> ZADANIE A: Policz wiersze, w których występuje słowo „every”, i podaj tylko tę liczbę.

> FRAGMENT STRONY:
----
„Chłopki opowieść o naszych babkach” Joanna Kuciel-Frydryszak

Chłopki Joanna Kuciel-Frydryszak

Słyszałam o tej książce od miesięcy. „Chłopki” stały się tematem wielu rozmów, wręcz nie wypada nie znać tej pozycji. Więc i ja się za nią wzięłam. 470 stron maczkiem pisane minęło szybko, ale wrażenia pozostaną na bardzo długo.

Czytałam z wypiekami na twarzy o losach kobiet wiejskich pierwszej połowy XX wieku jakby to była zamierzchła przeszłość, skansen fascynujący i przerażający zarazem. Tak odległy, że nie może być prawdziwy. Aż nagle uświadomiłam sobie, że to opowieść o mojej babci Julii !!!! Jak to możliwe! Moja babcia zaczytana w książkach, piekąca najlepszy sernik na świecie, czekająca na mnie z obiadem. Ta która broniła mnie przed rodzicami, która znała historię świata lepiej niż niejeden historyk. Jak to możliwe, że tak okrutne czasy były jej udziałem?
----
> ZADANIE B: Przepisz dosłownie fragment recenzji powyżej od „Chłopki Joanna Kuciel-Frydryszak” do „na bardzo długo.”.

> DOSTARCZONE WIERSZE:
----
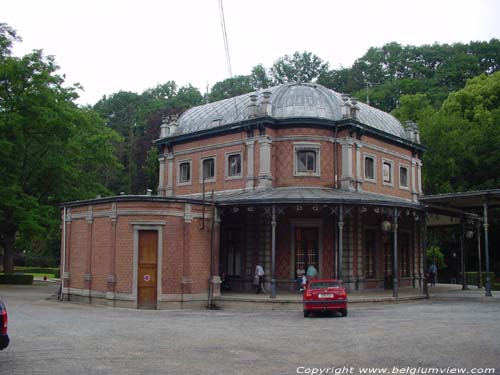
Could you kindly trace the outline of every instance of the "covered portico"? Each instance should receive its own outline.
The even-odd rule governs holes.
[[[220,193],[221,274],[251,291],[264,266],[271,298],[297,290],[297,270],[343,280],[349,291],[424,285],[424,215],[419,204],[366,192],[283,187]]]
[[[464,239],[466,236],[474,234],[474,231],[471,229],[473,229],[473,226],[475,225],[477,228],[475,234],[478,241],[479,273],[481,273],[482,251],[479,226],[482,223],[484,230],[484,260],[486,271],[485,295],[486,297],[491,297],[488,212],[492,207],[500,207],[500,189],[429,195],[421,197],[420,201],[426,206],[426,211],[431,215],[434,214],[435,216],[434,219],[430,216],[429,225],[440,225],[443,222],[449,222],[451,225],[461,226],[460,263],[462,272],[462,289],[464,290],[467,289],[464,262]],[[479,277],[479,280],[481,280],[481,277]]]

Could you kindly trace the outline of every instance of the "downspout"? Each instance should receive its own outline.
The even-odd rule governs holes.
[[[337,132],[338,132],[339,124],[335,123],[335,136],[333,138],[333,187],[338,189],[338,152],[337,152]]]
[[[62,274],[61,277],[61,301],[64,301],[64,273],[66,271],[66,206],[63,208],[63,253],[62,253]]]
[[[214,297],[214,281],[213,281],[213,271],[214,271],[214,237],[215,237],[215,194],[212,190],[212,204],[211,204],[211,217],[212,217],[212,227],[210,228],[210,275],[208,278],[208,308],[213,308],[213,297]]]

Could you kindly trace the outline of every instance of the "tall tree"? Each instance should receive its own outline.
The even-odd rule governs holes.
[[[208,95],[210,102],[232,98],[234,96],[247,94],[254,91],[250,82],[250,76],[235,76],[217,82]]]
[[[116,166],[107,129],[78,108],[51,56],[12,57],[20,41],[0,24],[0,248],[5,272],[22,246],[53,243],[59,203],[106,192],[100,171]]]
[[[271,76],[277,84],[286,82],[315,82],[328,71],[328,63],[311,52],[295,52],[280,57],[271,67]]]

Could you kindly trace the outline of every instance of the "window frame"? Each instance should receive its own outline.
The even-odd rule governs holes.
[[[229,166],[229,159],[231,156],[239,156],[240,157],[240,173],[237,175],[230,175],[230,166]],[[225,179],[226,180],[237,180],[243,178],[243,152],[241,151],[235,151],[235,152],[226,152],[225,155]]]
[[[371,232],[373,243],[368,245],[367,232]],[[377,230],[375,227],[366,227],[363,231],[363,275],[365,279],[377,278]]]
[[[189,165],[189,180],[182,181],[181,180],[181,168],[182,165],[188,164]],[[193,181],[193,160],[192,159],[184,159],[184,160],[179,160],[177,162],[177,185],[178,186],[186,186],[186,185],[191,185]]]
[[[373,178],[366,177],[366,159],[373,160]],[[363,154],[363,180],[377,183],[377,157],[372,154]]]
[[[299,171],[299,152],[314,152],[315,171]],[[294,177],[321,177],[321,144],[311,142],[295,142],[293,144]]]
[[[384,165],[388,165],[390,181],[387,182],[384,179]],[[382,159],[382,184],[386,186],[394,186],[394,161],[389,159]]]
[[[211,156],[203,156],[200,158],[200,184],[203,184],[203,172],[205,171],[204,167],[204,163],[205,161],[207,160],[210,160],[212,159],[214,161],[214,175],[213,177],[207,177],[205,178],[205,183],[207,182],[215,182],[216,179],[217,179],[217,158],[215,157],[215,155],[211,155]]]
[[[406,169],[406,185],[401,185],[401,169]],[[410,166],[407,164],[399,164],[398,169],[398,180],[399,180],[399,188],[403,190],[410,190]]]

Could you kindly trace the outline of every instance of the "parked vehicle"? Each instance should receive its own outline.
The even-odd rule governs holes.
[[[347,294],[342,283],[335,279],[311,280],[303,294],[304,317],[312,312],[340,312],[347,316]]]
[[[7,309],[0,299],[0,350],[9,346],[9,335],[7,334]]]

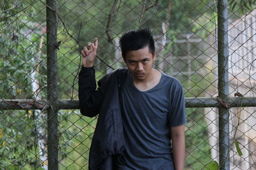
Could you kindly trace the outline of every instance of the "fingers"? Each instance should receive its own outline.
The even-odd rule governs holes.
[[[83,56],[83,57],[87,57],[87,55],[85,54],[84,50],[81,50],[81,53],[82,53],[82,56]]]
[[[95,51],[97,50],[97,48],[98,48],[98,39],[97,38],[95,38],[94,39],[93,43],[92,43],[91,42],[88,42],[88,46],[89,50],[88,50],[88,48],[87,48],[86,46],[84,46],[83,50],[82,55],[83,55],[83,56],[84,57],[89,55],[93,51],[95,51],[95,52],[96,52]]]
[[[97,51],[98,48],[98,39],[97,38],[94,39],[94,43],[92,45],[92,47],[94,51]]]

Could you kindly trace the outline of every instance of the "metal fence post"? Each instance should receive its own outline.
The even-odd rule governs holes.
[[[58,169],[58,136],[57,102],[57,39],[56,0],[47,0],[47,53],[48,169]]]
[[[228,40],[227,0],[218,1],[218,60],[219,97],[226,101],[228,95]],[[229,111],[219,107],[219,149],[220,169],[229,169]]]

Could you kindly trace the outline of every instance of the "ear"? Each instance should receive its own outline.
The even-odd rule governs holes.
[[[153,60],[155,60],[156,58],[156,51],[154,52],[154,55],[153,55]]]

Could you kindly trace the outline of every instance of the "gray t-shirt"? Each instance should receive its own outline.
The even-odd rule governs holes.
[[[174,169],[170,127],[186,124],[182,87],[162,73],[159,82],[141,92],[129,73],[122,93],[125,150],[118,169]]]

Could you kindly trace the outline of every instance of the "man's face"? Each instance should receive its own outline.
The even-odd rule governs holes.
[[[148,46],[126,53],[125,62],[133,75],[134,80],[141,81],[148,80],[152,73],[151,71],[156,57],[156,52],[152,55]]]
----
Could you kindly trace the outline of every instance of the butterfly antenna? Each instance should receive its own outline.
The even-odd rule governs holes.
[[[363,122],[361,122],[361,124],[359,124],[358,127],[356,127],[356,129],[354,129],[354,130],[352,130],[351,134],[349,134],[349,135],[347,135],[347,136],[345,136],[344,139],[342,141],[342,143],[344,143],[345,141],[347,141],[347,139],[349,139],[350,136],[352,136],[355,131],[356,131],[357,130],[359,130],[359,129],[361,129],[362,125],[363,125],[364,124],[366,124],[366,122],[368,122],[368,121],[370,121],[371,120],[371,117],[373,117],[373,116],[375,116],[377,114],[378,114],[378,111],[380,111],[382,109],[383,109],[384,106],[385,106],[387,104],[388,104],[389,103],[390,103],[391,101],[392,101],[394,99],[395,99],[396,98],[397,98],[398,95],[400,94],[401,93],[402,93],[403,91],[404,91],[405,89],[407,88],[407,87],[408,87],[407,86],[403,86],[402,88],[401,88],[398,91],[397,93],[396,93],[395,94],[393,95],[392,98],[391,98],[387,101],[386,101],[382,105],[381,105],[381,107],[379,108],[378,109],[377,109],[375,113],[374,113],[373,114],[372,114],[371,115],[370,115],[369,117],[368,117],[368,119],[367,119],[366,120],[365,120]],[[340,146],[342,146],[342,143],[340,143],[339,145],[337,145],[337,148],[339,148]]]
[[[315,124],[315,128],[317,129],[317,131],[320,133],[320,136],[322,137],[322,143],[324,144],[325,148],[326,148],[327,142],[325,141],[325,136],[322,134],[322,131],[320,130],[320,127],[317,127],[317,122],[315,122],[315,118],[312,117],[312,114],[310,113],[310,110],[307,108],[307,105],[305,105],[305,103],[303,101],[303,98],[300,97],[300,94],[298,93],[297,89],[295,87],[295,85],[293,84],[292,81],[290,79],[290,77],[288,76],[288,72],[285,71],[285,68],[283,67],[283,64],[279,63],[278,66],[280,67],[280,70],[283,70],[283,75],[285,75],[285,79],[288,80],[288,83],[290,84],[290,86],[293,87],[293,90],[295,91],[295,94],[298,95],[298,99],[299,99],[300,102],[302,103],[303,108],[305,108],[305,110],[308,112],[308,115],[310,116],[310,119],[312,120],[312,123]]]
----
> WYNIK KOŃCOWY A: 11

> WYNIK KOŃCOWY B:
Chłopki Joanna Kuciel-Frydryszak

Słyszałam o tej książce od miesięcy. „Chłopki” stały się tematem wielu rozmów, wręcz nie wypada nie znać tej pozycji. Więc i ja się za nią wzięłam. 470 stron maczkiem pisane minęło szybko, ale wrażenia pozostaną na bardzo długo.